» Written problem 1
Condense the paragraph of the environment page that begins "Sun International remains committed" into a shorter version that keeps its main facts.
» Written problem 2
From the environment page, reproduce the passage starting with "Sun International remains" and going on through "the individual properties.", word for word.

* BEGIN Page *

Protect our environment



Highlights in environmental performance in the 2010/11 financial year
Areas of environmental focus


Formulating our environmental strategy


Sun International remains committed to managing its impact on the environment and to meeting the standards of responsible tourism. To this end, the Group set ambitious targets for 2011. An overview of our progress is shown in the table below:
2011 Objective   Achieved/not achieved   Comment
To increase the number of staff and associates that have completed environmental awareness training to a level of at least 50% of all staff.   Not achieved   13% was achieved. The Group intends to improve on this over the next reporting year. The first step is compiling a Group-specific environmental education programme that will be implemented at the individual properties.
To reduce our energy consumption by a further 10% through improved management systems and the introduction of appropriate technologies.   Not achieved   3.44% was achieved. The approval and implementation of energy saving initiatives took longer than anticipated.

* END Page *
* BEGIN Excerpted records *

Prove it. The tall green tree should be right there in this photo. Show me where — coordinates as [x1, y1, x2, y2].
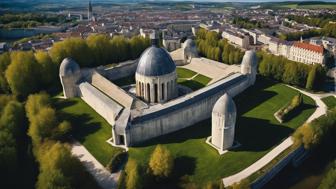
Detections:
[0, 101, 27, 142]
[0, 52, 11, 93]
[125, 159, 143, 189]
[35, 51, 58, 88]
[5, 51, 40, 96]
[86, 34, 112, 66]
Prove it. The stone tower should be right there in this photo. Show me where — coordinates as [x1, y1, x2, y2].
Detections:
[241, 50, 258, 85]
[135, 33, 177, 103]
[59, 58, 81, 98]
[182, 39, 198, 64]
[211, 93, 237, 151]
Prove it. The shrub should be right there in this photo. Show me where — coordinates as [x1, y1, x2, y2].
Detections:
[106, 152, 127, 173]
[276, 93, 303, 121]
[149, 145, 174, 177]
[125, 159, 143, 189]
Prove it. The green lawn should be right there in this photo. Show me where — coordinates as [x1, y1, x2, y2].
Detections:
[112, 75, 135, 87]
[321, 96, 336, 109]
[55, 98, 121, 166]
[176, 68, 197, 78]
[129, 79, 315, 188]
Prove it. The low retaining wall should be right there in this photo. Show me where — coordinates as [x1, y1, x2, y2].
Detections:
[251, 146, 307, 189]
[127, 74, 249, 145]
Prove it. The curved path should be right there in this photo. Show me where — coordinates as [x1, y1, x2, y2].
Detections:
[223, 85, 327, 186]
[71, 141, 120, 189]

* END Excerpted records *

» Answer 1
Sun International is committed to managing its environmental impact and meeting responsible tourism standards, so the Group set ambitious targets for 2011; its progress appears in a table.

» Answer 2
Sun International remains committed to managing its impact on the environment and to meeting the standards of responsible tourism. To this end, the Group set ambitious targets for 2011. An overview of our progress is shown in the table below:
2011 Objective   Achieved/not achieved   Comment
To increase the number of staff and associates that have completed environmental awareness training to a level of at least 50% of all staff.   Not achieved   13% was achieved. The Group intends to improve on this over the next reporting year. The first step is compiling a Group-specific environmental education programme that will be implemented at the individual properties.